DIRECTIONS FOR THIS TASK ->
As the answer, give every line of the records that includes the word "below".

RECORDS FOR THE TASK ->
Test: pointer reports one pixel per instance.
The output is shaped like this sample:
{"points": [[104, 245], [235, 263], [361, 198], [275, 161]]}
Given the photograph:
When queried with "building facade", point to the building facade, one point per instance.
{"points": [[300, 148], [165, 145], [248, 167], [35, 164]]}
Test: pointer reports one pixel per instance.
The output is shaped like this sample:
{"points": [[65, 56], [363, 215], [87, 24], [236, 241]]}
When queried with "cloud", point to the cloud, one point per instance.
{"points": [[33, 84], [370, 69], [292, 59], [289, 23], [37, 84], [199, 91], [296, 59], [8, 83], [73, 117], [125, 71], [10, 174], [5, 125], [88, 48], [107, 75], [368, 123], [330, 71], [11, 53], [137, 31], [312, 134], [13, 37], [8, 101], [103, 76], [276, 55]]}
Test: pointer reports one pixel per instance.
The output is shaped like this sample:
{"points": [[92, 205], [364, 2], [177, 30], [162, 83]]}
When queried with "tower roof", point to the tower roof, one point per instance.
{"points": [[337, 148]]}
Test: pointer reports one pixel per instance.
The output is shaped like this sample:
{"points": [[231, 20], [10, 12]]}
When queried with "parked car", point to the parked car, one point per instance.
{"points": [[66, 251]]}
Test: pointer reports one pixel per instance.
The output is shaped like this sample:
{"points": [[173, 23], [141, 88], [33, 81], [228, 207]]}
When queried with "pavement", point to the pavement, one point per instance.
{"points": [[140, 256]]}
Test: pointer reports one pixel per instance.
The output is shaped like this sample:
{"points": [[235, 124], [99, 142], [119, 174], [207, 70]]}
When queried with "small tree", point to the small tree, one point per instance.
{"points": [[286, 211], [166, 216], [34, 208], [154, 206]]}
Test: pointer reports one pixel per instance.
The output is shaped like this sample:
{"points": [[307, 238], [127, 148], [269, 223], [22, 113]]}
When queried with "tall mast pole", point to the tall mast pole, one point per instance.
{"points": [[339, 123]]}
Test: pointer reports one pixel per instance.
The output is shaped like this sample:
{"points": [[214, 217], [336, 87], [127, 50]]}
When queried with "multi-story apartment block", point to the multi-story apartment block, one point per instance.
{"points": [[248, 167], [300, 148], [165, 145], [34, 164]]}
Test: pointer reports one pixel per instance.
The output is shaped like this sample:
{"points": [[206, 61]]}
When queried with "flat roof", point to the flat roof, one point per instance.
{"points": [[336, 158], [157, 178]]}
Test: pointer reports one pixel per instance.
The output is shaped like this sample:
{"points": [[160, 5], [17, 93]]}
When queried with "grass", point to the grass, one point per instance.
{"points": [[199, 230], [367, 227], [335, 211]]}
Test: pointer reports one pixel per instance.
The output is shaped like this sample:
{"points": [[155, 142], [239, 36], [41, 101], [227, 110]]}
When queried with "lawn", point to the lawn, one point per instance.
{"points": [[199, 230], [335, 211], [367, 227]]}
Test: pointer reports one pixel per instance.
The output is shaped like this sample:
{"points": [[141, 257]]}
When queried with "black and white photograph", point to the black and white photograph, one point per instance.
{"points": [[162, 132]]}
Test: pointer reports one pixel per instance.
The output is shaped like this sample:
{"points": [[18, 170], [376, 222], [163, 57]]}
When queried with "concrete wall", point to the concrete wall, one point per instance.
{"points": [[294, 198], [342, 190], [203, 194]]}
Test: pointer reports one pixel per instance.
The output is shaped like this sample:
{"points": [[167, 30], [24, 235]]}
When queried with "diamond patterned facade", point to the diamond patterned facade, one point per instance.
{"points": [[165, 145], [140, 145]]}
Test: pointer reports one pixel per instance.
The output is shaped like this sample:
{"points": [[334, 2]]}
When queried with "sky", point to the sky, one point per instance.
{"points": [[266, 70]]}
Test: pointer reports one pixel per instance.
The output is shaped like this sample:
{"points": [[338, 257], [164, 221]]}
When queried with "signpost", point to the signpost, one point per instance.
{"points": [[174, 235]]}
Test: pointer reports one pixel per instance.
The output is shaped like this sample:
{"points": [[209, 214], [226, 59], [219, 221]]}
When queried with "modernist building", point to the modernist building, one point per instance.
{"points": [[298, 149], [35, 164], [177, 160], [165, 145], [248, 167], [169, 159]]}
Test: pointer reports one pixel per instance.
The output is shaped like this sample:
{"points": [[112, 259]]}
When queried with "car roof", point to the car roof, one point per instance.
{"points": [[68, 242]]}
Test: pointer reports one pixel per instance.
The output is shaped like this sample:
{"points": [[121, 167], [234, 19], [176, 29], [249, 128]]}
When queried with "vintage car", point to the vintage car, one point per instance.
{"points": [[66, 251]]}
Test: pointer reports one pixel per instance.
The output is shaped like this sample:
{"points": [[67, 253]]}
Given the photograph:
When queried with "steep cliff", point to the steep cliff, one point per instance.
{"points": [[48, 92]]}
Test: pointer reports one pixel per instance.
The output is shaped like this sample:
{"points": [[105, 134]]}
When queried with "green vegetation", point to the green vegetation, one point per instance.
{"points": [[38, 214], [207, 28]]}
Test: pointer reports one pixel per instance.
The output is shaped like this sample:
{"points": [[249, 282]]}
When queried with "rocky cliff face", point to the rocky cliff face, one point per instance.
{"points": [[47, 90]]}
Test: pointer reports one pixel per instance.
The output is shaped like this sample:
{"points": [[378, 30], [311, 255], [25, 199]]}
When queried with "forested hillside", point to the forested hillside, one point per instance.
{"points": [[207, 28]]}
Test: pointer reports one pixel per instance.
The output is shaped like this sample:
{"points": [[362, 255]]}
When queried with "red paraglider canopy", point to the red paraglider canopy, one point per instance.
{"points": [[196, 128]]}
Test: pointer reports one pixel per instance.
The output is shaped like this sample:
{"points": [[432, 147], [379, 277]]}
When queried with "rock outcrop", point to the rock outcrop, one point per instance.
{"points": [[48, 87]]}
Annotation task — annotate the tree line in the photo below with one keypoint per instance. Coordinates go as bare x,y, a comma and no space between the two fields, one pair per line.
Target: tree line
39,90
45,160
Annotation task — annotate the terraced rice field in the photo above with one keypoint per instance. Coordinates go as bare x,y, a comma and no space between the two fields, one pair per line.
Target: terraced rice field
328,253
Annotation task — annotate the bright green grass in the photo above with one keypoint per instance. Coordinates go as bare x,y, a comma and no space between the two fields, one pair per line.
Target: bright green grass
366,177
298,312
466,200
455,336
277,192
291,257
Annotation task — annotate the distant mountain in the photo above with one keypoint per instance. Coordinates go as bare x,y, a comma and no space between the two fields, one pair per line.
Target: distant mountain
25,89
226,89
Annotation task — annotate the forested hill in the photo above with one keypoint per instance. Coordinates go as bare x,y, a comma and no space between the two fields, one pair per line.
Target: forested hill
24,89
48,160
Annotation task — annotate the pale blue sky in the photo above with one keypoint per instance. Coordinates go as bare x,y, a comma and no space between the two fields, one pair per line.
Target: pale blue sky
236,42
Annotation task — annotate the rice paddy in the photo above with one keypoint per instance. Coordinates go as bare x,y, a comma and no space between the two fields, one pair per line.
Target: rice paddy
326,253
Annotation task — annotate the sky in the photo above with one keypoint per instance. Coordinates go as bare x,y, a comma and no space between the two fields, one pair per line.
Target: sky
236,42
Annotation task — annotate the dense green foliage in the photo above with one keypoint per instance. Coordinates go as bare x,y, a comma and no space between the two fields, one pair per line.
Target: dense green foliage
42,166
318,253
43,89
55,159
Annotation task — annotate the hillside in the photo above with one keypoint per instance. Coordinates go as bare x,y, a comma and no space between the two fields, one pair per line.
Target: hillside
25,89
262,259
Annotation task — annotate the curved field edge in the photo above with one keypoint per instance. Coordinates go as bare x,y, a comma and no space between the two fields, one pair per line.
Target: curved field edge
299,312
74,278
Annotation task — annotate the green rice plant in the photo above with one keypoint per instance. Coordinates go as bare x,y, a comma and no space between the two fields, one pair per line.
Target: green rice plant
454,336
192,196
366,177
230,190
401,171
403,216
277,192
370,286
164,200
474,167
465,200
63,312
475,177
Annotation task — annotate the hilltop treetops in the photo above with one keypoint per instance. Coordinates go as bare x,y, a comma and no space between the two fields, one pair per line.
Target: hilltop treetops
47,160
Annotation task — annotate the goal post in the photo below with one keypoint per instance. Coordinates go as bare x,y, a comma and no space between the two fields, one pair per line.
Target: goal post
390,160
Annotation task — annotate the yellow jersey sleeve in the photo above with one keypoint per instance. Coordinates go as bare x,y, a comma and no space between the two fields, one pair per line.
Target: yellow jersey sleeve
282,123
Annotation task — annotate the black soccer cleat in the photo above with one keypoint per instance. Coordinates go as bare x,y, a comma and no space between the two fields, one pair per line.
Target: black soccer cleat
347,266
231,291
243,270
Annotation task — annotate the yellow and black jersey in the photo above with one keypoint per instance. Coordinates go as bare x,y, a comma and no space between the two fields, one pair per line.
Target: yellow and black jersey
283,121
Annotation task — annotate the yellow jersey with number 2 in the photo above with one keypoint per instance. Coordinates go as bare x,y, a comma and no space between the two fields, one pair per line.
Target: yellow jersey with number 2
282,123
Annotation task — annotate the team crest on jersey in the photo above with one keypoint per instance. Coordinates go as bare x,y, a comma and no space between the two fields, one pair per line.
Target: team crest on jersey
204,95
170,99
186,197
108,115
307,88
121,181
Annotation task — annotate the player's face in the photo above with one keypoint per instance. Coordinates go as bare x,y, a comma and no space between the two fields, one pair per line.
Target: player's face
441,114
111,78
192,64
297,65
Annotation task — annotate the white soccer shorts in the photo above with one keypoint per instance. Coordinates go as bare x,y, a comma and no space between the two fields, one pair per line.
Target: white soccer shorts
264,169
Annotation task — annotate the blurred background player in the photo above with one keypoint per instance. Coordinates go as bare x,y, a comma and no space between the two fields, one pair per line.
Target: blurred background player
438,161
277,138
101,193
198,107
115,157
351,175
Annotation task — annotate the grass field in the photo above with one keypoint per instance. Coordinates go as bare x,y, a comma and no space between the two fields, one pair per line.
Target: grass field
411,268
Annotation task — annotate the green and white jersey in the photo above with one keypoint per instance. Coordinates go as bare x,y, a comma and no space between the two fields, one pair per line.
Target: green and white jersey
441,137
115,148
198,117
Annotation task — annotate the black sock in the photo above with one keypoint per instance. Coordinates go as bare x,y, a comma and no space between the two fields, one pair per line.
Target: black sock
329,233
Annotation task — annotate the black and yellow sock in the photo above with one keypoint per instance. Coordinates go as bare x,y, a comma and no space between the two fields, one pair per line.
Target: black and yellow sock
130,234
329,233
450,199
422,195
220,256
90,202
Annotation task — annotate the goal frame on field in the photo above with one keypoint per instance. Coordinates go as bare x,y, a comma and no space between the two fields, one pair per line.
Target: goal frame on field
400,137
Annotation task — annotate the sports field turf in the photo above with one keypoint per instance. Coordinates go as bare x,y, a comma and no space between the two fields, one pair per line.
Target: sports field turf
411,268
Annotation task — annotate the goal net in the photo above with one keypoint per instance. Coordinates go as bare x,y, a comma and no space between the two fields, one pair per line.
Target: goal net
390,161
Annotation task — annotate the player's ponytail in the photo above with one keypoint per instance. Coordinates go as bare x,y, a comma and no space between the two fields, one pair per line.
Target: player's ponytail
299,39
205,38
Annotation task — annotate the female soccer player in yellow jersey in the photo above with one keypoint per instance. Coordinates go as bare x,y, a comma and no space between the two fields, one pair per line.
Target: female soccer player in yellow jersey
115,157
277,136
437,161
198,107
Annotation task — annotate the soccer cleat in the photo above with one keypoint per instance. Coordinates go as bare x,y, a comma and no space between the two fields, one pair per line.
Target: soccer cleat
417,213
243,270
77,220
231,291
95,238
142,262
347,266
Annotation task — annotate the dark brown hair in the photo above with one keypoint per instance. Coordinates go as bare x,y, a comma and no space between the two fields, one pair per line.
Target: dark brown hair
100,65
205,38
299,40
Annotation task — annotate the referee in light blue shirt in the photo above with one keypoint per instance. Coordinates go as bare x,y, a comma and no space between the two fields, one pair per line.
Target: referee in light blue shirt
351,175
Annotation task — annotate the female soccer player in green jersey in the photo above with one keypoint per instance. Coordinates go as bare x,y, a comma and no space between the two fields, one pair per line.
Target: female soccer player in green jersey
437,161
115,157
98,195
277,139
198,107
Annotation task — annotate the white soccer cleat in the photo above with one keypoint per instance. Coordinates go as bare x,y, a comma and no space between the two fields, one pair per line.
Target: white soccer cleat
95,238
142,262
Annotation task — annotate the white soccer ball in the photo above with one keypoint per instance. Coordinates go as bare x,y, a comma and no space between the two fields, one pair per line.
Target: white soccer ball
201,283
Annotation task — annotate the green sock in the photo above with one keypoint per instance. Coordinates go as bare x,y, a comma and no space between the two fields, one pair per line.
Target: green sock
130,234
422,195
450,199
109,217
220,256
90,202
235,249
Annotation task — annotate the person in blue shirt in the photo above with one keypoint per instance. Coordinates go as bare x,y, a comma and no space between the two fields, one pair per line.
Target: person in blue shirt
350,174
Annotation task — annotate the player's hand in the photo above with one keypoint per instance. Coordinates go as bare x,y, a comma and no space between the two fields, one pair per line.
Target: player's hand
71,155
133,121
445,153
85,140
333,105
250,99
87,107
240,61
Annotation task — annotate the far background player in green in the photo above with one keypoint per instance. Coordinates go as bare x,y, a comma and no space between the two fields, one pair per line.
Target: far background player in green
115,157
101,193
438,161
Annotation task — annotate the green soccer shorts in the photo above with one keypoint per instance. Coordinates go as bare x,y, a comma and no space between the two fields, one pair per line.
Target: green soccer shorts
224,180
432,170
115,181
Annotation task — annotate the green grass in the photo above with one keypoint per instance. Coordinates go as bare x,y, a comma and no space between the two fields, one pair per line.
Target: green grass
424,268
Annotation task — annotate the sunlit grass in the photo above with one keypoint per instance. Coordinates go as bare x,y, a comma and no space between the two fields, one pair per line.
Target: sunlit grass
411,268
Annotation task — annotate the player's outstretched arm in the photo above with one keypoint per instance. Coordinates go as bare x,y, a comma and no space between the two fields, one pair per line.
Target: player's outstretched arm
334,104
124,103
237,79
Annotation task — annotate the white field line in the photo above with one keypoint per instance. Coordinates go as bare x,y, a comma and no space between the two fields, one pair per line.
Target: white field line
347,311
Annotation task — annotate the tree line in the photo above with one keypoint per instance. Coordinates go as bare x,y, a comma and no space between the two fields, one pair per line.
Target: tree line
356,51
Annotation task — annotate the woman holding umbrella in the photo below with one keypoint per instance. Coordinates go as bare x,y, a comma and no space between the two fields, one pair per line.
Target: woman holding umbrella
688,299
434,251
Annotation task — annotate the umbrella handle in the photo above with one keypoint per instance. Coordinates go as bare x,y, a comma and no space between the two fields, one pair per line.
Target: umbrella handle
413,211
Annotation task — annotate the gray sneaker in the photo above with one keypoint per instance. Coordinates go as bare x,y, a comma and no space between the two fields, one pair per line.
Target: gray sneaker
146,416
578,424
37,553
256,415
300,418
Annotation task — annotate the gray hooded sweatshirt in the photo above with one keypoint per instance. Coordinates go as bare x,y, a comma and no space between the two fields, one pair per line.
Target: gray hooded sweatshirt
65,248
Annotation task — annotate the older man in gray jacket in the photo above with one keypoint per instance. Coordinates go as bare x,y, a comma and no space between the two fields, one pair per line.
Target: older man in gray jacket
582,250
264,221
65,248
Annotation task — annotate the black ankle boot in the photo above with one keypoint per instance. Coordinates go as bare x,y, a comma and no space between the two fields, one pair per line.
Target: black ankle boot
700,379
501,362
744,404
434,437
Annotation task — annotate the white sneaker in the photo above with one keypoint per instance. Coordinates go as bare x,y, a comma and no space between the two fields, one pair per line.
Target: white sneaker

FINISHED TASK ->
Annotation task — annotate the tree line in the photo below with one keypoint per instance. Coordinates go as bare x,y, a comma and no space between the two fields, one pair per line.
Annotation task — annotate the goal post in the photo below with one keypoint per instance. Coordinates go as bare x,y, a comma and no space between the two fields, one pair per line.
Annotation task — annotate the woman holding umbrella in the photo below with one keypoint per instance. Coordinates go as bare x,y, a comma and no space between the two fields, one pair per line.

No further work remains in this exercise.